Exercise: Your answer should consist of every line from the records that holds the string "airplane".

++++++++

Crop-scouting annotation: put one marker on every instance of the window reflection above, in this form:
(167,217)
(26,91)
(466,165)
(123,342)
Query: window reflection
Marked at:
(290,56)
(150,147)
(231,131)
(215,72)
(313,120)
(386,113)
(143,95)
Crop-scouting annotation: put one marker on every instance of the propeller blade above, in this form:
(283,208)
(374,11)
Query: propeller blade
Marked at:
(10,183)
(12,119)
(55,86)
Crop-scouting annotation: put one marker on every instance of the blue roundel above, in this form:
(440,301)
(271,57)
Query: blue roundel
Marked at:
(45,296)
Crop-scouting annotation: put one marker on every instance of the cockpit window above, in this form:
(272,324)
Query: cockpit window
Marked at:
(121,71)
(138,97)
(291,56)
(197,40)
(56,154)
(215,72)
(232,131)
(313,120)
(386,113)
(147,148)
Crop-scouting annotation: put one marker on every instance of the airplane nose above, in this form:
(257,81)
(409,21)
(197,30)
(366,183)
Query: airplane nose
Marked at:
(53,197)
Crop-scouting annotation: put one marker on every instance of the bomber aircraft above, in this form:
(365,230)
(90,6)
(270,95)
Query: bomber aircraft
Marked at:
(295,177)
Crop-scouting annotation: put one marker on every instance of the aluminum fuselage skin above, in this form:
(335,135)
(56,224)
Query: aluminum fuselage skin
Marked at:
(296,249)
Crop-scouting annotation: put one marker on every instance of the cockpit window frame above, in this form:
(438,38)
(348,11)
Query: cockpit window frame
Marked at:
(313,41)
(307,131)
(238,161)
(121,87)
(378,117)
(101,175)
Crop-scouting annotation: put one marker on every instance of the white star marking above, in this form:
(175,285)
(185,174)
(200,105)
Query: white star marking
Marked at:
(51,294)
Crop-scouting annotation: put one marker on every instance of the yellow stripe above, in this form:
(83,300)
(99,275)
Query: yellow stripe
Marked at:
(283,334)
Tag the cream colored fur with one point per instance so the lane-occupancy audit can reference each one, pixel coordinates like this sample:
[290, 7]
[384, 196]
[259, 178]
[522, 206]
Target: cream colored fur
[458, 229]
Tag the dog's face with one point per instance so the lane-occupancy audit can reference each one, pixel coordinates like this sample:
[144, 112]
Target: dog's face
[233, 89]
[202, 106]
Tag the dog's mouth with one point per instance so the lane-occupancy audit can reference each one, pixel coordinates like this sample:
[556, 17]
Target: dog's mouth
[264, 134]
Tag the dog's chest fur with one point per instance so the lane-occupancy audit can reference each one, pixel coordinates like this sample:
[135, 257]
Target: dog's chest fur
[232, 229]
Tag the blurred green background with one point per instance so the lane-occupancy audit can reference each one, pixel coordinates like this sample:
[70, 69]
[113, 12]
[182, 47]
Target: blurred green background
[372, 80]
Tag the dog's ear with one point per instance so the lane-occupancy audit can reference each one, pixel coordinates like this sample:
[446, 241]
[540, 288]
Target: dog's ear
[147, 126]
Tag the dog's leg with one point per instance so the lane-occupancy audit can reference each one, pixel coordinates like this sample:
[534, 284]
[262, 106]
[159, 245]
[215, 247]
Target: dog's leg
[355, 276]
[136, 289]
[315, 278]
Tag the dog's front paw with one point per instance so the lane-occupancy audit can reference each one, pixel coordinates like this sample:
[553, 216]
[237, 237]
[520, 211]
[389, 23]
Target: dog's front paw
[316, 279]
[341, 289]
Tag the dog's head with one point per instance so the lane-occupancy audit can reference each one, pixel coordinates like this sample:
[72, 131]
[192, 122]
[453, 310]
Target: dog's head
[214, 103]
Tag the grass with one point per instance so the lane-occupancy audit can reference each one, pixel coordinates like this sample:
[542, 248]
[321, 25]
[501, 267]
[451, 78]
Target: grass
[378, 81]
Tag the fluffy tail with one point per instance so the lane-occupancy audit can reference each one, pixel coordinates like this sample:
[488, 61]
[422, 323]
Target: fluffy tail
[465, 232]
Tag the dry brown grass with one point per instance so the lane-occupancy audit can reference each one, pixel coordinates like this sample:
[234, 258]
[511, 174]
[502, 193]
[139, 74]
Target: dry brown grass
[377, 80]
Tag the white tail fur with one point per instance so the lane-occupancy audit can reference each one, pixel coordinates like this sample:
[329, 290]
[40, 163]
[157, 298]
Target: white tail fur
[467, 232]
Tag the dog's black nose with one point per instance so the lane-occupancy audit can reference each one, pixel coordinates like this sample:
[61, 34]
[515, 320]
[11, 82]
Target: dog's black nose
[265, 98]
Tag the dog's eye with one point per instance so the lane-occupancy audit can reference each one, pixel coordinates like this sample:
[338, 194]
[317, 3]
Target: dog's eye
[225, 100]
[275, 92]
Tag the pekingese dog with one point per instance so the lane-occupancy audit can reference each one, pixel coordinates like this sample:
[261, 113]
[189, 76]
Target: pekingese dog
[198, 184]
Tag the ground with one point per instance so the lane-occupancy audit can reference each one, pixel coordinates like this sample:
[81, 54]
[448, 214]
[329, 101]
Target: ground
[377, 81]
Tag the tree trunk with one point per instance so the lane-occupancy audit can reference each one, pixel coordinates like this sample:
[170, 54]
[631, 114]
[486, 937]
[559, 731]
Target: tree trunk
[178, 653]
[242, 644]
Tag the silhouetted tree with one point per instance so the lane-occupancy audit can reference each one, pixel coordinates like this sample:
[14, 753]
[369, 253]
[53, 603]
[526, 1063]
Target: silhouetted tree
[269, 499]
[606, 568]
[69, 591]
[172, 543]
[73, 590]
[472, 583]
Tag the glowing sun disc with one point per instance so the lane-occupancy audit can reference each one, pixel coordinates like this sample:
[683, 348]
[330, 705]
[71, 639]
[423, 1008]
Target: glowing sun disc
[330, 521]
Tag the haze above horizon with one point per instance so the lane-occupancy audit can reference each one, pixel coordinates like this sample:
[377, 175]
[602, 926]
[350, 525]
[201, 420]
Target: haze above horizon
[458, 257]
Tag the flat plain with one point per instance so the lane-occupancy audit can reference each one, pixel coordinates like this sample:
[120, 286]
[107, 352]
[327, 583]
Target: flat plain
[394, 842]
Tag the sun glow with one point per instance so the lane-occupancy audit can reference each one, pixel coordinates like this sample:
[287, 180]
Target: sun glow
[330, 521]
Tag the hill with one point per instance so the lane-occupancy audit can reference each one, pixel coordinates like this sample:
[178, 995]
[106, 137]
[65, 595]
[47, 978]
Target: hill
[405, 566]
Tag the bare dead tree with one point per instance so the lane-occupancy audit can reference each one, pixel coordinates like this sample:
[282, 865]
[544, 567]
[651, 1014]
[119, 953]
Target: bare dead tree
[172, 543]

++++++++

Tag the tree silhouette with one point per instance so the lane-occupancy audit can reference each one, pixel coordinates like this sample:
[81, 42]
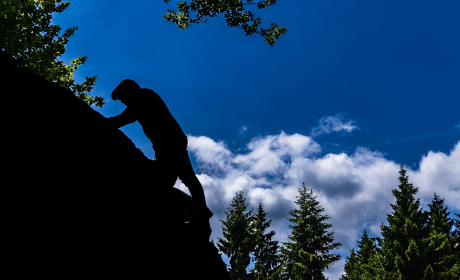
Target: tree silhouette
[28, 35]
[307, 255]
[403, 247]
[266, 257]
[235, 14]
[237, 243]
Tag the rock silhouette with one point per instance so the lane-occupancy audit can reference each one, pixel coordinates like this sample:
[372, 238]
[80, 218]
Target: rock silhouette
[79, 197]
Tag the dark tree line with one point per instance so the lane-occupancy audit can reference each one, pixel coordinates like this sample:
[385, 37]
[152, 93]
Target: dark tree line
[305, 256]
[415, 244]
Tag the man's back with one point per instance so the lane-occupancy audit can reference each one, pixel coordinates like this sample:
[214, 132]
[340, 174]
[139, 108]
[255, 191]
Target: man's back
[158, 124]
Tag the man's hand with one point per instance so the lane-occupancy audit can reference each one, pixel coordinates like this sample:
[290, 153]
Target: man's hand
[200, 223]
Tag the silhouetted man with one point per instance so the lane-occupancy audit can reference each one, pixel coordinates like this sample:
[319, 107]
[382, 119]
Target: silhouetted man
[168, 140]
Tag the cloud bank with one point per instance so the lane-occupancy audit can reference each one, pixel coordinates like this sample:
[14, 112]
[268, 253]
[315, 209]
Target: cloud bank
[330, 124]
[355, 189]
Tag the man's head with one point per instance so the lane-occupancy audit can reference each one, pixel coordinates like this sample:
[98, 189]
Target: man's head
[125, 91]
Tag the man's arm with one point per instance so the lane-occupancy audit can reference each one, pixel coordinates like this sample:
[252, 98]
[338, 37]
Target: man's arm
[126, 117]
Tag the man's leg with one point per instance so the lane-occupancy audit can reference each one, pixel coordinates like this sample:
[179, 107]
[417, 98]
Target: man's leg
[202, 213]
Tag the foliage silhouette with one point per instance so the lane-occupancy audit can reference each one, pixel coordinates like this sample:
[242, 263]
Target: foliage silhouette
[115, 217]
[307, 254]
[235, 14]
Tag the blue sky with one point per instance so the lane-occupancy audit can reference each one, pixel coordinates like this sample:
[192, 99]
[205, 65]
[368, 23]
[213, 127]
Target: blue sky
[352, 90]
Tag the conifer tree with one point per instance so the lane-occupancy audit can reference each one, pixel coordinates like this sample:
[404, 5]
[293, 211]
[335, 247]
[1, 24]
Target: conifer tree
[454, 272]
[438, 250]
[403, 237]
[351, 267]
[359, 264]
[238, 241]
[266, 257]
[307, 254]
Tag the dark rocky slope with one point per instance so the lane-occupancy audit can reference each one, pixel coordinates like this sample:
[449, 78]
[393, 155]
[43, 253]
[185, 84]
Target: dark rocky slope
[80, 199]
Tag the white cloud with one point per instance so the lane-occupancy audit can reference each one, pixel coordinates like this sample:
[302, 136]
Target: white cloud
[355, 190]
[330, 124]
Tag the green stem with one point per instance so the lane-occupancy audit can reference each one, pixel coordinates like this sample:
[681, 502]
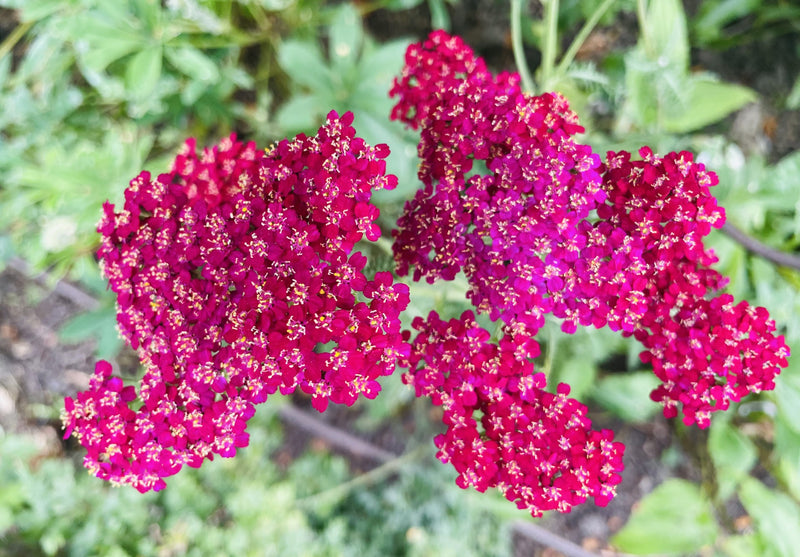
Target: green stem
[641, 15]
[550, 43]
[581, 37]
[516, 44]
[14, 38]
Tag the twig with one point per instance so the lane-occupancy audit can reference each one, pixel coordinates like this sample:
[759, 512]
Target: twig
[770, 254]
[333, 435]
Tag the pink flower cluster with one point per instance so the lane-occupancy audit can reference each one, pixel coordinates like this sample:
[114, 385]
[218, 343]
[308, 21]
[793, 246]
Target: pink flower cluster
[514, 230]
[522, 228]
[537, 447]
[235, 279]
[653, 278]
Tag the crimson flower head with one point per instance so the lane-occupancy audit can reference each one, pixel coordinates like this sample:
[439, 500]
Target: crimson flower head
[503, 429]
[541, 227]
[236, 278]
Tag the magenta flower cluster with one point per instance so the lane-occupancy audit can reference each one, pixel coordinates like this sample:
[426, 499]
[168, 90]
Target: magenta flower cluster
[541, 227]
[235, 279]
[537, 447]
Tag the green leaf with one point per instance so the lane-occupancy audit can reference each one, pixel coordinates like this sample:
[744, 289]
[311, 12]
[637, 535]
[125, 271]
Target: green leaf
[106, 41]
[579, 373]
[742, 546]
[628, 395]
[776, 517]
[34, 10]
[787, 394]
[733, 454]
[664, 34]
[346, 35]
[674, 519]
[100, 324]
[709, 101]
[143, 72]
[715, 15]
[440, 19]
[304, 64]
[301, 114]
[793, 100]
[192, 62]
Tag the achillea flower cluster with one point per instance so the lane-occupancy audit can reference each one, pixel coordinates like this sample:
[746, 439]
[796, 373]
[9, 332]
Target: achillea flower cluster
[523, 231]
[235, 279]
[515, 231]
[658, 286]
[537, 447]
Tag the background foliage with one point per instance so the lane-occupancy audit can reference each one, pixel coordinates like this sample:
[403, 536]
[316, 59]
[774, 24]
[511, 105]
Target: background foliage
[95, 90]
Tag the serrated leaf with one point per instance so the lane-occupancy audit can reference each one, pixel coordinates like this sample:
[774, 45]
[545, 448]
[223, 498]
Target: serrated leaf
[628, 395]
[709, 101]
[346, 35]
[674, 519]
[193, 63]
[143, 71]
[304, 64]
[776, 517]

++++++++

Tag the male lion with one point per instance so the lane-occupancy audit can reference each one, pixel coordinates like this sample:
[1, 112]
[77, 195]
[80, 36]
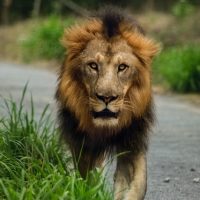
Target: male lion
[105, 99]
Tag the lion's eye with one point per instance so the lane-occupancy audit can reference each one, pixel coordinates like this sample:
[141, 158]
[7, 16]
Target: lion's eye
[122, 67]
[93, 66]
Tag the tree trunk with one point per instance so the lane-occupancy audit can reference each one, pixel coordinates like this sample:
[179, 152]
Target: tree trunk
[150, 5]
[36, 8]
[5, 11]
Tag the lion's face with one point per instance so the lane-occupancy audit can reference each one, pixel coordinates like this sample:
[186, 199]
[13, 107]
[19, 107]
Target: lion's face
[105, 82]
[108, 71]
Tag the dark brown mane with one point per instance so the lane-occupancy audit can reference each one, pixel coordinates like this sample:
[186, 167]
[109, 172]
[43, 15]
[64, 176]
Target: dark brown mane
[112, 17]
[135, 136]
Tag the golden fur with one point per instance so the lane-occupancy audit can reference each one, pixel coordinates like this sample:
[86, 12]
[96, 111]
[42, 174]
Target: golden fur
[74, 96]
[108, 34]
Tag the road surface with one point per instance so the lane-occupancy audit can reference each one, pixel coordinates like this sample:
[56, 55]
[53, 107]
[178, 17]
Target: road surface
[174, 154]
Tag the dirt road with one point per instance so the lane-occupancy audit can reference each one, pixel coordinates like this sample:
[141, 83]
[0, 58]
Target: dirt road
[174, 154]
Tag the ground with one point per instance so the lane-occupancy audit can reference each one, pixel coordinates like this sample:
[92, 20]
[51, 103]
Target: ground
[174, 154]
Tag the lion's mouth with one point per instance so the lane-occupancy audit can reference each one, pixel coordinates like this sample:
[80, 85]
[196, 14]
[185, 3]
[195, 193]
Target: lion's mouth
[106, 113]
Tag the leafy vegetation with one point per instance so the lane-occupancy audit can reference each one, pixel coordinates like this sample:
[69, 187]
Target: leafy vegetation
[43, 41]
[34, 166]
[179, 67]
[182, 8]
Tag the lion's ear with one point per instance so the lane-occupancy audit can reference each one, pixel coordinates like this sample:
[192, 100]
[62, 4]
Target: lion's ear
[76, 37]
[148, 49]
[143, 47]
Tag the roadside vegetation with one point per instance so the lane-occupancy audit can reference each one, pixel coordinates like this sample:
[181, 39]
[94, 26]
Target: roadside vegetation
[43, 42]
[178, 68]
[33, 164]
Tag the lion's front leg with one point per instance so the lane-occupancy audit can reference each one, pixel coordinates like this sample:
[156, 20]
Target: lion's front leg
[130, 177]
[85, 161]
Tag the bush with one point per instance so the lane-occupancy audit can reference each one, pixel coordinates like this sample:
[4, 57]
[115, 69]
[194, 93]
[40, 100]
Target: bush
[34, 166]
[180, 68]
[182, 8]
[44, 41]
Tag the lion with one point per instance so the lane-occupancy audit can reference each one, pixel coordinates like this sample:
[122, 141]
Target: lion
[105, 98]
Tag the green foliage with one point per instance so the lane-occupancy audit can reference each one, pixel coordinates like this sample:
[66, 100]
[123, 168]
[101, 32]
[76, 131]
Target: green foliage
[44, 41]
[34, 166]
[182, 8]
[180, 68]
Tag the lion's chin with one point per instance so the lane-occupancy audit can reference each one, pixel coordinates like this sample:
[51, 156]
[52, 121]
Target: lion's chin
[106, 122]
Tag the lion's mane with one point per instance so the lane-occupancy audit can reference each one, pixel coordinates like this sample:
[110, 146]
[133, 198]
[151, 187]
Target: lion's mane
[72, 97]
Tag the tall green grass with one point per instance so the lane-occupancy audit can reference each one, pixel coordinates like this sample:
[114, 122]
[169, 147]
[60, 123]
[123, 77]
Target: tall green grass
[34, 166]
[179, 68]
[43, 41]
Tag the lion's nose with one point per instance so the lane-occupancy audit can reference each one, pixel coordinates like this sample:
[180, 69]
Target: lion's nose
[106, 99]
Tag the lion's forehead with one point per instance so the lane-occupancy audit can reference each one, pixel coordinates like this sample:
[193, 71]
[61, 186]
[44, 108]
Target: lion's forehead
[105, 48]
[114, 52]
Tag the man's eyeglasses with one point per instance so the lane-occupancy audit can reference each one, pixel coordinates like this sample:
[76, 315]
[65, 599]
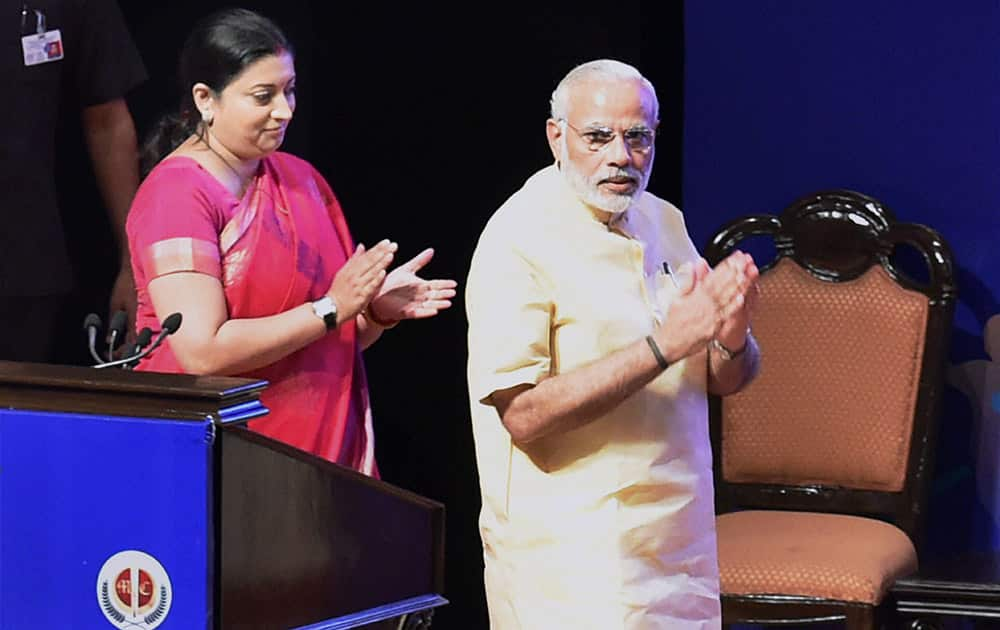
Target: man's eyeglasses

++++++++

Output:
Crop-scouting annotation: put one marker on every instance of the airplane nose above, in this form:
Query: airplane nose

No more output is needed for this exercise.